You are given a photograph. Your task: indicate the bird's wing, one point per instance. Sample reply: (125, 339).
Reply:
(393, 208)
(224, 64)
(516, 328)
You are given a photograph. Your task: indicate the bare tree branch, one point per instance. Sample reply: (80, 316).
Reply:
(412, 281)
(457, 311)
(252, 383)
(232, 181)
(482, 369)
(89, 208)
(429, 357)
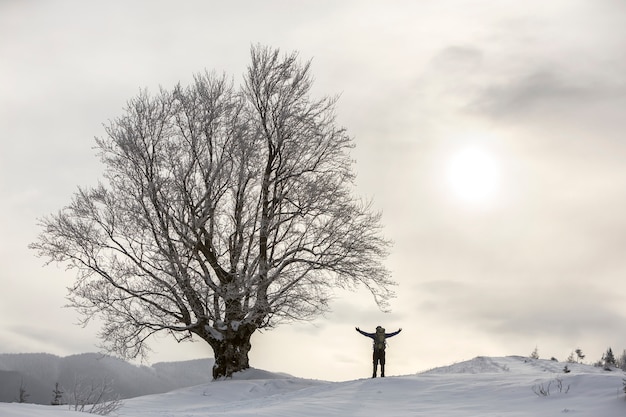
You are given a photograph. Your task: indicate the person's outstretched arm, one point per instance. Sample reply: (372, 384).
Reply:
(394, 333)
(371, 335)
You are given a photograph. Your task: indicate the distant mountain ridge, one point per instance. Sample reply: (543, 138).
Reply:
(39, 372)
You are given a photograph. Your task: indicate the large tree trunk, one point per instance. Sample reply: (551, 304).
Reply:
(231, 350)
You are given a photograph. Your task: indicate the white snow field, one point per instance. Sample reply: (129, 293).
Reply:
(483, 386)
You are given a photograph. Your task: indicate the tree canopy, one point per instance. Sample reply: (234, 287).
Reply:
(221, 211)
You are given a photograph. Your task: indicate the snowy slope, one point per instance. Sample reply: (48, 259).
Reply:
(38, 373)
(483, 386)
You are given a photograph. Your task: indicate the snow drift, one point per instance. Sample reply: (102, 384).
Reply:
(482, 386)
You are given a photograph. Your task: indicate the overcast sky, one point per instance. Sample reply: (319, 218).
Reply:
(491, 134)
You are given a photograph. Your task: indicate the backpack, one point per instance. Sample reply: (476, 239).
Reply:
(379, 339)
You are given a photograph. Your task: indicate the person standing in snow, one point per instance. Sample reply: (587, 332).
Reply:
(379, 338)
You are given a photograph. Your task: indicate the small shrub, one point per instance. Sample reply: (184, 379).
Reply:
(543, 390)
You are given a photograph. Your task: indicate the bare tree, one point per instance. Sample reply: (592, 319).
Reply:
(94, 397)
(223, 211)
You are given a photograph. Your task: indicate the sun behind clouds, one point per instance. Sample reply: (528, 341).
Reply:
(473, 175)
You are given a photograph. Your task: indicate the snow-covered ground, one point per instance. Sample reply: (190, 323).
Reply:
(483, 386)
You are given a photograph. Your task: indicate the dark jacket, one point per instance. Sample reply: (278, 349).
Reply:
(373, 335)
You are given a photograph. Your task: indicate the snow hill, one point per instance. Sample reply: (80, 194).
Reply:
(39, 372)
(483, 386)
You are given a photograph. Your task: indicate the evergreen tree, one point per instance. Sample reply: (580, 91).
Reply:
(58, 395)
(23, 395)
(580, 355)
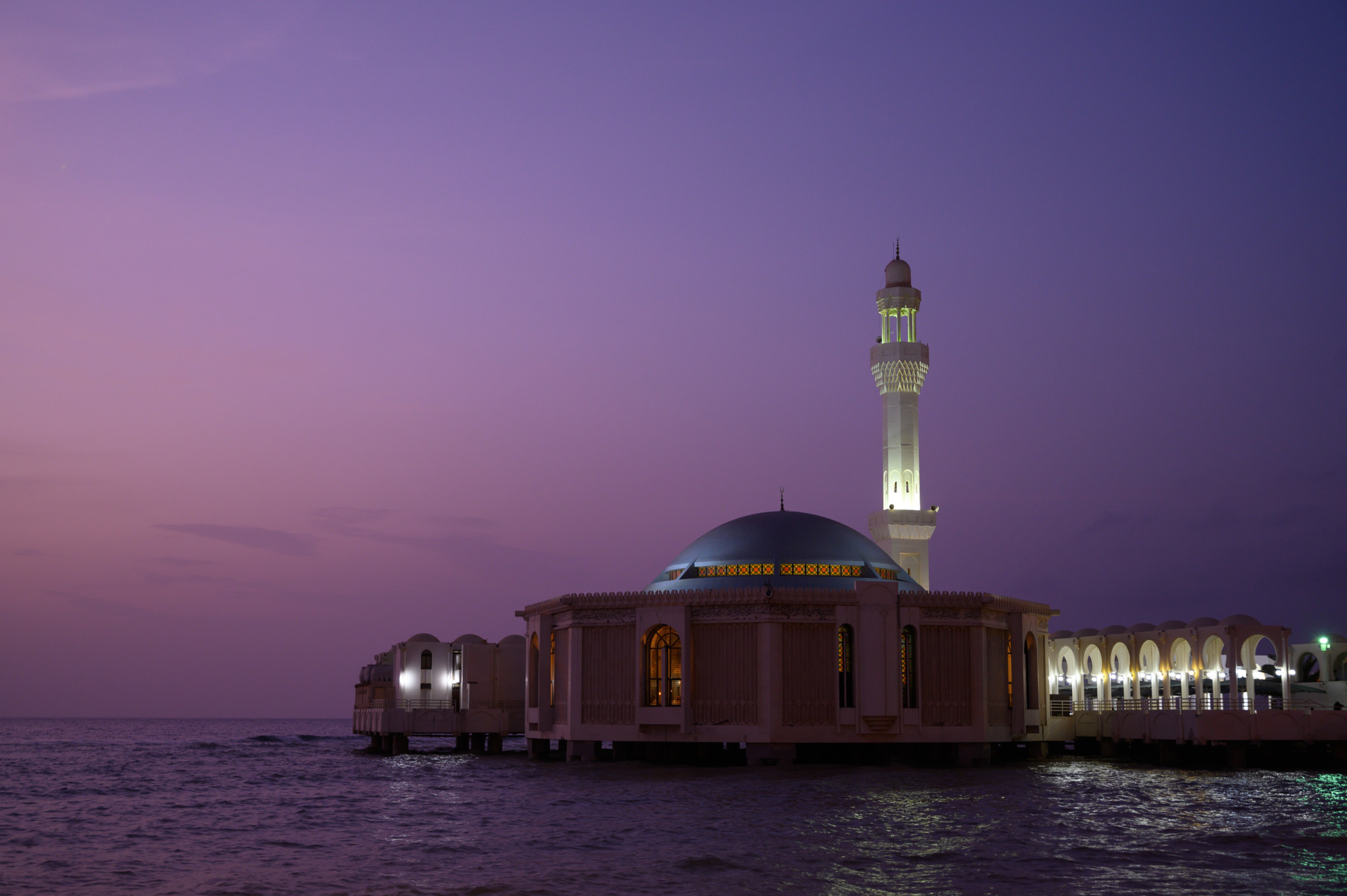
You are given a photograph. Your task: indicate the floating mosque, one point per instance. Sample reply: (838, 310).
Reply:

What the exercise asks: Please rewrite all of the items above, changing "photograph" to "image" wherever it occurs and keeping everything else the same. Leave out the pictures.

Reply:
You are given a image. Your task: indicate the bird's wing, one point per instance. Sample reply: (125, 339).
Reply:
(393, 208)
(224, 64)
(516, 328)
You are given a image. Your task: indicate the bare tree branch, one point per instance. Sample reply: (80, 316).
Reply:
(412, 281)
(457, 311)
(252, 383)
(232, 181)
(482, 369)
(89, 208)
(429, 357)
You are given a image. Your task: indicate the person's outstretched arm, one point per instance. Sample reply: (372, 384).
Reply:
(394, 333)
(371, 335)
You are given a image. Your task: indicate the distant mountain ridge, one point per instance. Sample reply: (543, 138).
Reply:
(39, 372)
You are given a image. Your task: indicate the large tree trunk, one point per instance. Sample reply: (551, 304).
Reply:
(231, 350)
You are given a image. Your task: indicate the white snow field, one point per instance. Sample reply: (129, 293).
Reply:
(483, 386)
You are given a image. Your task: indicate the tree canopy, one point per instance. Sample reply: (234, 287).
Reply:
(221, 211)
You are given a image. Your task: indicate the snowy slope, one point per instance. Sample reply: (48, 259).
Reply:
(38, 373)
(483, 386)
You are given a image. Your task: indicate the snow drift, one point per instance. Sample reply: (102, 384).
Reply:
(482, 386)
You are given a image. Your task: indicate the overcast sky, one point per instance. Sample reply: (319, 218).
Reply:
(491, 134)
You are given a image. Your task: indicate the backpack, one point per instance. Sample reply: (476, 239).
Reply:
(379, 339)
You are given a image. Your task: indicate the person standing in snow, one point per instance. Sample reply: (587, 332).
Reply:
(379, 338)
You are given a image. Your task: indicate the small shrub, one point per instance. Sample reply: (184, 379).
Reply:
(543, 390)
You are given a image. Your task: indicate the bare tree, one point per instance. Sample reply: (592, 319).
Reply:
(94, 397)
(223, 211)
You are given a image. Your task: indicate the sun behind clouds, one point per instance. Sample reply: (528, 341).
Reply:
(473, 175)
You are given a image. Your task: indicate the snow-covered ground, one point per instance. Sample reply: (190, 323).
Reply:
(483, 386)
You are given a image. Your task: indicate the dark jacket, one point per instance. Sample reply: (278, 349).
Reply:
(373, 335)
You are given a image. Your task: indicate the snow hill, one point per instance. Sample reply: (80, 194).
Reply:
(39, 372)
(483, 386)
You are given a image. Your task: indicate the evergreen tree, one point per instance. Sample reply: (580, 91).
Reply:
(58, 395)
(23, 395)
(580, 355)
You are given a image. Your task: indicate the floating mosque, one point per instance. Sample reply: (838, 310).
Reply:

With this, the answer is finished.